AMC’s The Terror is already one of the most critically acclaimed dramas of the year. A supernatural thriller featuring a roll-call of prestigious British actors including Tobias Menzies, Jared Harris and Ciaran Hinds, it reimagines the mysterious disappearance of Sir John Franklin’s ill-fated expedition to the Arctic in 1845.
One of the central characters in The Terror, Captain Fitzjames, is portrayed by Tobias Menzies – who will be taking over the rold of Prince Philip in the third season of Netflix drama The Crown.
The character of Fitzjames is based on a famous British explorer. Here we look at the historical figure behind the character in the AMC thriller.
Captain Fitzjames on The Terror
In The Terror Captain Fitzjames is depicted as a capable and driven Captain. He is placed second in command of Erebus (one of the two ships commissioned for the expedition, the other being Terror) and third in command of the entire expedition. Great confidence is placed in Captain Fitzjames, even though he has never travelled through polar conditions before.
The aim of the expedition was to discover a sea route connecting the Atlantic and Pacific oceans via the Northwest Passage. An easily traversable route would lead to faster and more efficient trade with Asia.
As their expedition rapidly dissolves from revolutionary to pure disaster, Captain Fitzjames’ confident façade crumbles and he makes a solid enemy with his higher ranking and far more experienced Captain Crozier. And to top this off, various personal secrets of Fitzjames unravel almost as fast as the expedition itself.

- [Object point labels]
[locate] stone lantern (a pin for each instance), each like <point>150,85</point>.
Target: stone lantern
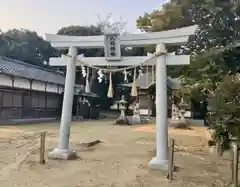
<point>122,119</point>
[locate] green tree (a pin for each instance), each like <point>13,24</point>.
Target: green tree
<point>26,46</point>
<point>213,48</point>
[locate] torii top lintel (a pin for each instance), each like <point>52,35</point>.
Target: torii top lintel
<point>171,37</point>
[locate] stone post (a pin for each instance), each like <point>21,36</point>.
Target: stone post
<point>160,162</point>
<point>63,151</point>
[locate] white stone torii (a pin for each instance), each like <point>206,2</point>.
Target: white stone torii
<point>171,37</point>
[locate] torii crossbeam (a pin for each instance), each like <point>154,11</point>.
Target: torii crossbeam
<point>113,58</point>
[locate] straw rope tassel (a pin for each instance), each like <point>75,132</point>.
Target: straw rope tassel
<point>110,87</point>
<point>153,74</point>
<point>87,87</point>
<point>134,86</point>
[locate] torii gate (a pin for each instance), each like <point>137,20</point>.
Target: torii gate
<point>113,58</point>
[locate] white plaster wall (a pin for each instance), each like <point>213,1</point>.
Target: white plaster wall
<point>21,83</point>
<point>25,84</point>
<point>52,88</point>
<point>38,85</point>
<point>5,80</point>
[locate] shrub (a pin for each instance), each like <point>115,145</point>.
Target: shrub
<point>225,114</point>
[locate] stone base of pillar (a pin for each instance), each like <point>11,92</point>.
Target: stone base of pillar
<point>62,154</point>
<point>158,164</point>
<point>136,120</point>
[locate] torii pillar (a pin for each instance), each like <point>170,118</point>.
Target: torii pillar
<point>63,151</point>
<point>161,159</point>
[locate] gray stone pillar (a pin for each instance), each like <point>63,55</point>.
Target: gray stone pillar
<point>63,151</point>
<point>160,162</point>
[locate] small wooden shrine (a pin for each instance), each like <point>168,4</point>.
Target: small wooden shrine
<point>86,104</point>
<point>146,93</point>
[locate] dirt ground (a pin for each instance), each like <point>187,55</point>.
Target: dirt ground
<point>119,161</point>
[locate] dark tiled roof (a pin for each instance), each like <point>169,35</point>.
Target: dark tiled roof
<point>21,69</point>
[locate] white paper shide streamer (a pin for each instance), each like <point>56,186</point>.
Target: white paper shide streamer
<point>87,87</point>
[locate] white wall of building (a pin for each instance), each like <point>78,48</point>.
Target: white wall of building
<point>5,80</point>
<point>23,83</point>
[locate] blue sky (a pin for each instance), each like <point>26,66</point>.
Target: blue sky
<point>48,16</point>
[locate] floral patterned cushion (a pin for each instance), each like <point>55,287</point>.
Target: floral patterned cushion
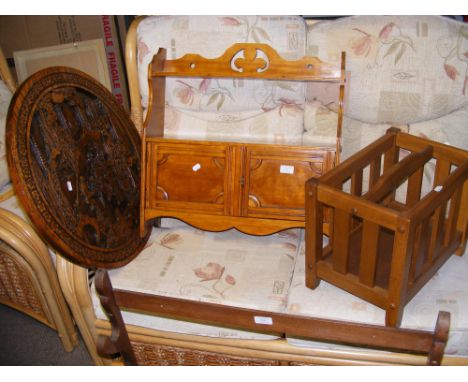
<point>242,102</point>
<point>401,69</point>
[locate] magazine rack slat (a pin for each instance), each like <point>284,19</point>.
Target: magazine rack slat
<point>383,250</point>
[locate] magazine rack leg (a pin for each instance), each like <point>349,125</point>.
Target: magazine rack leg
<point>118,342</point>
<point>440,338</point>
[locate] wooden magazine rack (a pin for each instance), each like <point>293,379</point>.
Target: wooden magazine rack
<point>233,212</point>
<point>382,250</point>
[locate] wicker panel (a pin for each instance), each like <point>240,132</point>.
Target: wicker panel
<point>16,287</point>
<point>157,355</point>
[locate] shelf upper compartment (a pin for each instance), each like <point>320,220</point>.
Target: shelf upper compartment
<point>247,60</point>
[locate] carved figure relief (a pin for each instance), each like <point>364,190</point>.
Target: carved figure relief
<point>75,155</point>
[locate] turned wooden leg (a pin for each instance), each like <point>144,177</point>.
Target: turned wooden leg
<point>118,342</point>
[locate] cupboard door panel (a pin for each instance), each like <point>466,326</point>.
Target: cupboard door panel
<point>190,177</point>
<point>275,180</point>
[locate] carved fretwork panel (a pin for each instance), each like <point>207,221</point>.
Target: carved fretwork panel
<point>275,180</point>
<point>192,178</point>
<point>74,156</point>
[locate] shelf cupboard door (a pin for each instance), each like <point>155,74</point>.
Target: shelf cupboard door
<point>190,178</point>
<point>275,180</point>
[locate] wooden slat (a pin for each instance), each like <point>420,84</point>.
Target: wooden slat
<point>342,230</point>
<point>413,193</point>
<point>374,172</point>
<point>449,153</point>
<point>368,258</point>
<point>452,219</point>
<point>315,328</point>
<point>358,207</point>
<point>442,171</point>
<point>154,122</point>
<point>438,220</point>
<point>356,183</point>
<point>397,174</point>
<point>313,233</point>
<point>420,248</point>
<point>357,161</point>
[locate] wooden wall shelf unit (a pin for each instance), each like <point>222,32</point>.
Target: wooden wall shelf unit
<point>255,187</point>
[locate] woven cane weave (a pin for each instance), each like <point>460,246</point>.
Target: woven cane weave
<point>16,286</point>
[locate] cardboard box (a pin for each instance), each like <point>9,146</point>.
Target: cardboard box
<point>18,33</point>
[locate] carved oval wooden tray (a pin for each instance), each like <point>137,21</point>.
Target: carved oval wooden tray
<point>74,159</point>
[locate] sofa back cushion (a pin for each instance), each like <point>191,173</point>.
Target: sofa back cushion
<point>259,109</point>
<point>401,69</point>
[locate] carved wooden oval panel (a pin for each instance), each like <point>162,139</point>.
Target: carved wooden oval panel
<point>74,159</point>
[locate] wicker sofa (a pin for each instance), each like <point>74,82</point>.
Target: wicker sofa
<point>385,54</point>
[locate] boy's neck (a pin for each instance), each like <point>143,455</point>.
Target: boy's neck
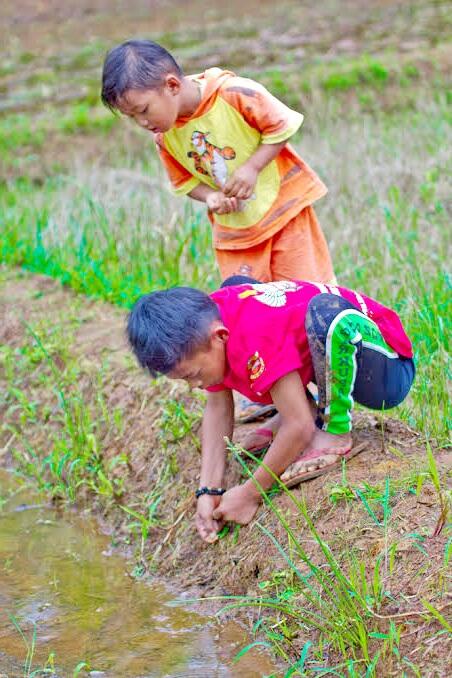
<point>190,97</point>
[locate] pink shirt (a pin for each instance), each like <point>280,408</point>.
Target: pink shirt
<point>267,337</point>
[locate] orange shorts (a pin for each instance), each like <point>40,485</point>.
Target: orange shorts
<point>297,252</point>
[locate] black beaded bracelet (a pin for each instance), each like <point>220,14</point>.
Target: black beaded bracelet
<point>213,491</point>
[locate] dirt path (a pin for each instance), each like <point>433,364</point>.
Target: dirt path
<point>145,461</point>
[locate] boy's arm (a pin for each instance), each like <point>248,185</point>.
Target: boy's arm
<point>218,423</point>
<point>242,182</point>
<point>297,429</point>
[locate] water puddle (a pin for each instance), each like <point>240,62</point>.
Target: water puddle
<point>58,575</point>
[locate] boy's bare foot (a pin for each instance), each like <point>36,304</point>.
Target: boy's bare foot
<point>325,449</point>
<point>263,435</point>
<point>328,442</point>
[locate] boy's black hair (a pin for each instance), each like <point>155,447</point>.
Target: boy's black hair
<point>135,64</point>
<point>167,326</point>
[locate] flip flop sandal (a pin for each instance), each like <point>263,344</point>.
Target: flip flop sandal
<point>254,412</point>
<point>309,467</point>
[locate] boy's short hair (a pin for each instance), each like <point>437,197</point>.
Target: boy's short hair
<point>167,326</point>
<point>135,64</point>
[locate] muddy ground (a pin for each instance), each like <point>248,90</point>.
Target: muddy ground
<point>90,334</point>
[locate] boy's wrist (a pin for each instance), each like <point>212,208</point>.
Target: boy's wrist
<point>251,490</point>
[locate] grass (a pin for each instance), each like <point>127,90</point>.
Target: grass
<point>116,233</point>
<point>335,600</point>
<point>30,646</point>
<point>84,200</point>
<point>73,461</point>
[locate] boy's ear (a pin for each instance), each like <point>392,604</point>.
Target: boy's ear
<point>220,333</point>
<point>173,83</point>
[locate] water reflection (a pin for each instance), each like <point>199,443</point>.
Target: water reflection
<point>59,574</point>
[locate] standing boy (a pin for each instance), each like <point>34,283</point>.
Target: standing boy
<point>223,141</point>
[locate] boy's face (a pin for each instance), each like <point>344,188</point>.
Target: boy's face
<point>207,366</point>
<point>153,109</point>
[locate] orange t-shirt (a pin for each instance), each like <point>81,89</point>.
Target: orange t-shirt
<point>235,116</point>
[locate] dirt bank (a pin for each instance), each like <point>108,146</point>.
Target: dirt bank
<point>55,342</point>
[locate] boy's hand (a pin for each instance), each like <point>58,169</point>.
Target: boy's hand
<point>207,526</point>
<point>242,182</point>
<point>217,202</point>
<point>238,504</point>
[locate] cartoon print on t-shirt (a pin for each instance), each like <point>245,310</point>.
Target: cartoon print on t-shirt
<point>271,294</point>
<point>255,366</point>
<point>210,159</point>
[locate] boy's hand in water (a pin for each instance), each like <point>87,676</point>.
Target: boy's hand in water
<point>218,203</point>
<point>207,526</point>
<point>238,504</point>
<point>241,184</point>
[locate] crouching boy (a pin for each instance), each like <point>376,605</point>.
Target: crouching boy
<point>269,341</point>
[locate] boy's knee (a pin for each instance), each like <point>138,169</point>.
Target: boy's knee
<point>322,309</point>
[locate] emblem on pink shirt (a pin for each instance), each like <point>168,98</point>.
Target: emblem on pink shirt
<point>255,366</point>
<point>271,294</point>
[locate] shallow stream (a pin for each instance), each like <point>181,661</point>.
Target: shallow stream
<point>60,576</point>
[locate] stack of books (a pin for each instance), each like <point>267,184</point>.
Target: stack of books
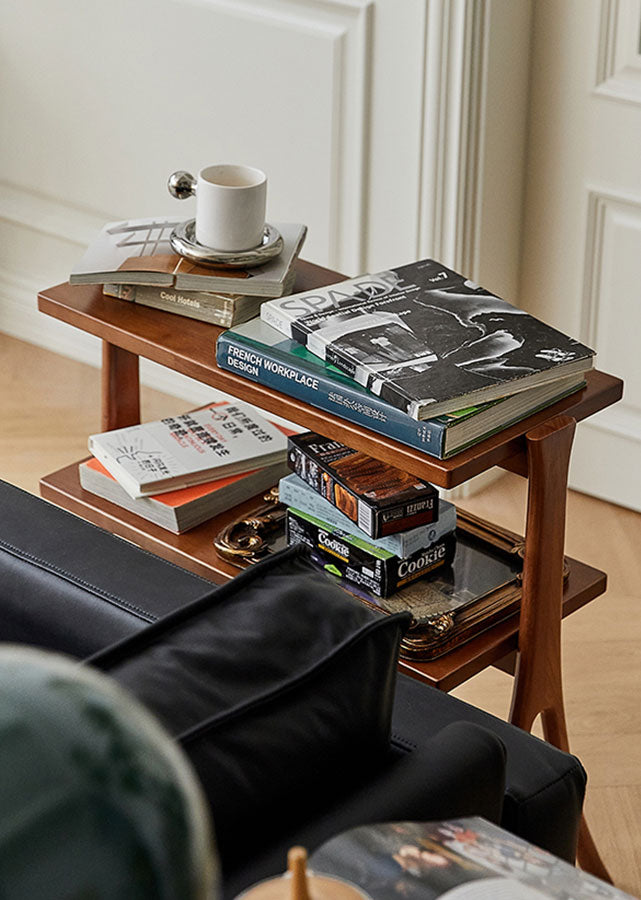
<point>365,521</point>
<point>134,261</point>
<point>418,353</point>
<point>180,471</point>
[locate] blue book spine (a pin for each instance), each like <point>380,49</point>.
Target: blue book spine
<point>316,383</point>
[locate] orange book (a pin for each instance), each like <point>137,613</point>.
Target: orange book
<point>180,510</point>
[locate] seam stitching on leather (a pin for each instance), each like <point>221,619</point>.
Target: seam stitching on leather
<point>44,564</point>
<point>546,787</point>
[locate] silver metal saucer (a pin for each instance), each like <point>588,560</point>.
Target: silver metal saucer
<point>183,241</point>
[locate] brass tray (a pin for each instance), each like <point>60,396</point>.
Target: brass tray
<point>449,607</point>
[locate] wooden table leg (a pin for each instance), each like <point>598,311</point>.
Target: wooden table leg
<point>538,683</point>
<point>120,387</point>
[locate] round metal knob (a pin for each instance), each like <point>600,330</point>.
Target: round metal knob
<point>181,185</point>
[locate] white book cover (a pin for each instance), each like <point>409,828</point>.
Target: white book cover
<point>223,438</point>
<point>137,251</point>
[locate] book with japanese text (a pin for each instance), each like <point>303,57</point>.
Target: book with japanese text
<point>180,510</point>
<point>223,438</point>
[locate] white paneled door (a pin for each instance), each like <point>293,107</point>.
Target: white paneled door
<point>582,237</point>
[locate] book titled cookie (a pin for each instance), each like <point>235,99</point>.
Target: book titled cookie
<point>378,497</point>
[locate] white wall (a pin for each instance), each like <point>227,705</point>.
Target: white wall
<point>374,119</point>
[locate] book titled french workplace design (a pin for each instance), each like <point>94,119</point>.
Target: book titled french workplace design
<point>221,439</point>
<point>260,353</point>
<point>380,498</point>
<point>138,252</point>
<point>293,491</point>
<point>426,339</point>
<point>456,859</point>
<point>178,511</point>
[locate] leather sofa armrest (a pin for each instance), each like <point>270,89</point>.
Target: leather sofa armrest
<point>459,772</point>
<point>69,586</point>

- [Your tasks]
[A] Reproduce the passage on The Terror from "AMC’s The Terror" up to and including "drama The Crown.".
[B] Write the rows as a JSON list of strings, one string per line and no blank lines, from the first line of the rows up to and including the line with "<point>161,159</point>". Leave the pictures out.

- [Solutions to the exercise]
[A]
AMC’s The Terror is already one of the most critically acclaimed dramas of the year. A supernatural thriller featuring a roll-call of prestigious British actors including Tobias Menzies, Jared Harris and Ciaran Hinds, it reimagines the mysterious disappearance of Sir John Franklin’s ill-fated expedition to the Arctic in 1845.
One of the central characters in The Terror, Captain Fitzjames, is portrayed by Tobias Menzies – who will be taking over the rold of Prince Philip in the third season of Netflix drama The Crown.

[B]
[
  "[locate] stone lantern (a pin for each instance), each like <point>150,85</point>.",
  "Target: stone lantern",
  "<point>122,119</point>",
  "[locate] green tree (a pin for each instance), each like <point>13,24</point>.",
  "Target: green tree",
  "<point>26,46</point>",
  "<point>213,48</point>",
  "[locate] torii top lintel (a pin for each instance), each like <point>52,35</point>.",
  "Target: torii top lintel",
  "<point>171,37</point>",
  "[locate] stone post (a pin for each instance), each like <point>21,36</point>.",
  "Target: stone post",
  "<point>160,162</point>",
  "<point>63,151</point>",
  "[locate] white stone torii (a pin for each instance), each like <point>206,2</point>.",
  "Target: white stone torii",
  "<point>171,37</point>",
  "[locate] torii crossbeam (a pin for each instance), each like <point>154,11</point>.",
  "Target: torii crossbeam",
  "<point>113,58</point>",
  "[locate] straw rope tassel (a pin for each instance), each like <point>75,132</point>.",
  "Target: straw rope tassel",
  "<point>110,87</point>",
  "<point>153,74</point>",
  "<point>87,87</point>",
  "<point>134,86</point>",
  "[locate] torii gate (a pin for each instance), each like <point>137,20</point>.",
  "Target: torii gate",
  "<point>113,58</point>",
  "[locate] white plaster wall (a pin for each instance), each like <point>213,1</point>.",
  "Target: white plaster wall",
  "<point>21,83</point>",
  "<point>25,84</point>",
  "<point>52,88</point>",
  "<point>38,85</point>",
  "<point>5,80</point>",
  "[locate] shrub (a pin for each instance), each like <point>115,145</point>.",
  "Target: shrub",
  "<point>225,114</point>",
  "[locate] stone base of pillar (a pin for each instance), each like <point>11,92</point>.",
  "Target: stone base of pillar",
  "<point>62,154</point>",
  "<point>158,164</point>",
  "<point>136,120</point>",
  "[locate] torii pillar (a pin for each instance), each like <point>170,118</point>.",
  "Target: torii pillar",
  "<point>63,151</point>",
  "<point>161,159</point>"
]